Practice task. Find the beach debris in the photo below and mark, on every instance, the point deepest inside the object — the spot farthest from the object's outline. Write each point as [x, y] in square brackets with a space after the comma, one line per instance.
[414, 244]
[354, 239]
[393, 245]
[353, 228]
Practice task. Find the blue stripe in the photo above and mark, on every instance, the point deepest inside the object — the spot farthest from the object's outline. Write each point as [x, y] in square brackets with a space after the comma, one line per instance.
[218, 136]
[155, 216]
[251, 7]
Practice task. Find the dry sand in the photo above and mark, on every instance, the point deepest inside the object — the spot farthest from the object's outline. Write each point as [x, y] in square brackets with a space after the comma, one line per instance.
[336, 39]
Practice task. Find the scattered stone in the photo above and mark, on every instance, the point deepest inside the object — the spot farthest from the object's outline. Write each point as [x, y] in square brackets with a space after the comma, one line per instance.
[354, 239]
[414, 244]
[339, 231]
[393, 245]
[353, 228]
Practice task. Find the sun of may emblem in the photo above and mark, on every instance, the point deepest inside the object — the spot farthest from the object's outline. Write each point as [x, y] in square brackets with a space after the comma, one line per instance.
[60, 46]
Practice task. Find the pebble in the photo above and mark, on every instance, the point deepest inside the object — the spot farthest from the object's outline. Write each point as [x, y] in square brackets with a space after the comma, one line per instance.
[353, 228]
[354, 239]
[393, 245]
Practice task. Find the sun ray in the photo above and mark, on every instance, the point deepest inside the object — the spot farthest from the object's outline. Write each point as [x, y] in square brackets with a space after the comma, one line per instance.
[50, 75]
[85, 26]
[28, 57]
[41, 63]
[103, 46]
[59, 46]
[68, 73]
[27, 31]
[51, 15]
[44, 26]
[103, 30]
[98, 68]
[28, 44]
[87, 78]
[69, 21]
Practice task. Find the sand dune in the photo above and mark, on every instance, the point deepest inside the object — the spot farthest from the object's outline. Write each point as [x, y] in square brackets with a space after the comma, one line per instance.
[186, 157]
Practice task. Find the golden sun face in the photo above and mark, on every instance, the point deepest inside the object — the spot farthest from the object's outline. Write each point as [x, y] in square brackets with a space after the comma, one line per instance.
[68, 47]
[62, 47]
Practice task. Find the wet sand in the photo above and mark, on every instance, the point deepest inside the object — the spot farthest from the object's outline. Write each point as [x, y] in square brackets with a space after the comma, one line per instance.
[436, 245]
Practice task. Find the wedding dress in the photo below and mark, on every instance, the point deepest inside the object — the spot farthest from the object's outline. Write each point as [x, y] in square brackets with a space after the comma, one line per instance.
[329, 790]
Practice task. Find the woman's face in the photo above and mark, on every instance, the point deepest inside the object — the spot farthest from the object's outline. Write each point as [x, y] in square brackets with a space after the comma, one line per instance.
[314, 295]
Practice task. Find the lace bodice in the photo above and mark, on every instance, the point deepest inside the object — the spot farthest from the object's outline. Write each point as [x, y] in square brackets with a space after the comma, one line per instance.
§
Set out every line of the rows above as a Markdown table with two columns: Number, giving each line's position in order, and Line, holding that line. Leave out blank lines.

| Number | Line |
|---|---|
| 1 | Practice task. Find the beach debris in the photo below and mark, on every instance, the point deepest inside the object — the spot farthest from the object's outline. Write each point as [x, y] in square brackets with a space after the comma, one line per instance. |
| 2 | [414, 244] |
| 3 | [354, 239] |
| 4 | [393, 245] |
| 5 | [353, 228] |
| 6 | Practice task. Find the blue stripe in the photo above and mark, on every instance, the point deepest inside the object — the spot farthest from the object's outline. Write each point as [x, y] in square brackets with a space after the comma, one line per instance. |
| 7 | [218, 136] |
| 8 | [155, 216] |
| 9 | [251, 7] |
| 10 | Practice task. Find the dry sand in the photo above and mark, on every instance, the point deepest inside the object — the spot farthest from the object's outline. Write each point as [x, y] in square brackets with a space after the comma, one line per instance. |
| 11 | [336, 39] |
| 12 | Practice task. Find the scattered stone in the photo above and mark, on every instance, the point deepest inside the object — the spot farthest from the object's outline. Write each point as [x, y] in square brackets with a space after the comma, one line per instance. |
| 13 | [354, 239] |
| 14 | [414, 244] |
| 15 | [339, 231] |
| 16 | [393, 245] |
| 17 | [353, 228] |
| 18 | Practice task. Find the sun of may emblem in the photo above and mark, on every instance, the point deepest inside the object — the spot farthest from the object's outline. Write each point as [x, y] in square brackets with a space after the comma, one line per instance. |
| 19 | [60, 46] |
| 20 | Practice task. Find the pebble in the photo above and mark, on every instance, the point deepest inside the object — the spot farthest from the object's outline. Write each point as [x, y] in square brackets with a space after the comma, one line per instance. |
| 21 | [353, 228] |
| 22 | [354, 239] |
| 23 | [393, 245] |
| 24 | Practice task. Find the sun ray in the photo above and mark, on every instance, the point deepest inside the object — the spot farthest from the object's outline. Write each point as [x, y] in square brackets with a space after the comma, one line per instance. |
| 25 | [50, 75] |
| 26 | [85, 26] |
| 27 | [28, 57] |
| 28 | [41, 63] |
| 29 | [103, 46] |
| 30 | [59, 46] |
| 31 | [68, 73] |
| 32 | [27, 31] |
| 33 | [51, 15] |
| 34 | [44, 26] |
| 35 | [103, 30] |
| 36 | [98, 68] |
| 37 | [28, 44] |
| 38 | [87, 78] |
| 39 | [69, 21] |
| 40 | Practice task. Find the sand dune in the photo above and mark, on every instance, the point deepest inside the object — the spot farthest from the object's outline. Write each point as [x, y] in square brackets with a space after the comma, one line per instance. |
| 41 | [186, 157] |
| 42 | Practice task. Find the golden sun face in the photo above and mark, on every instance, the point deepest inside the object — the spot farthest from the object's outline. Write each point as [x, y] in square brackets with a space after the comma, one line per instance. |
| 43 | [68, 47] |
| 44 | [62, 47] |
| 45 | Practice task. Find the wet sand in the photo above and mark, on every instance, the point deepest inside the object — the spot farthest from the object's outline. Write each point as [x, y] in square brackets with a space after the comma, one line per instance. |
| 46 | [436, 245] |
| 47 | Practice task. Find the wedding dress in the photo below and mark, on every instance, the point deepest inside the object — the spot farthest from the object's outline. Write each point as [x, y] in square brackets with a space after the comma, one line per instance. |
| 48 | [329, 790] |
| 49 | Practice task. Find the woman's face in the photo above and mark, on every instance, the point deepest inside the object — the spot farthest from the object's outline. Write each point as [x, y] in square brackets with a space after the comma, one line per instance. |
| 50 | [314, 295] |
| 51 | Practice task. Find the lace bodice in the photo above and mark, on every instance, the point deepest inside the object — the spot farthest from the object's outline. Write each point as [x, y] in square brackets with a space after the comma, one line per instance. |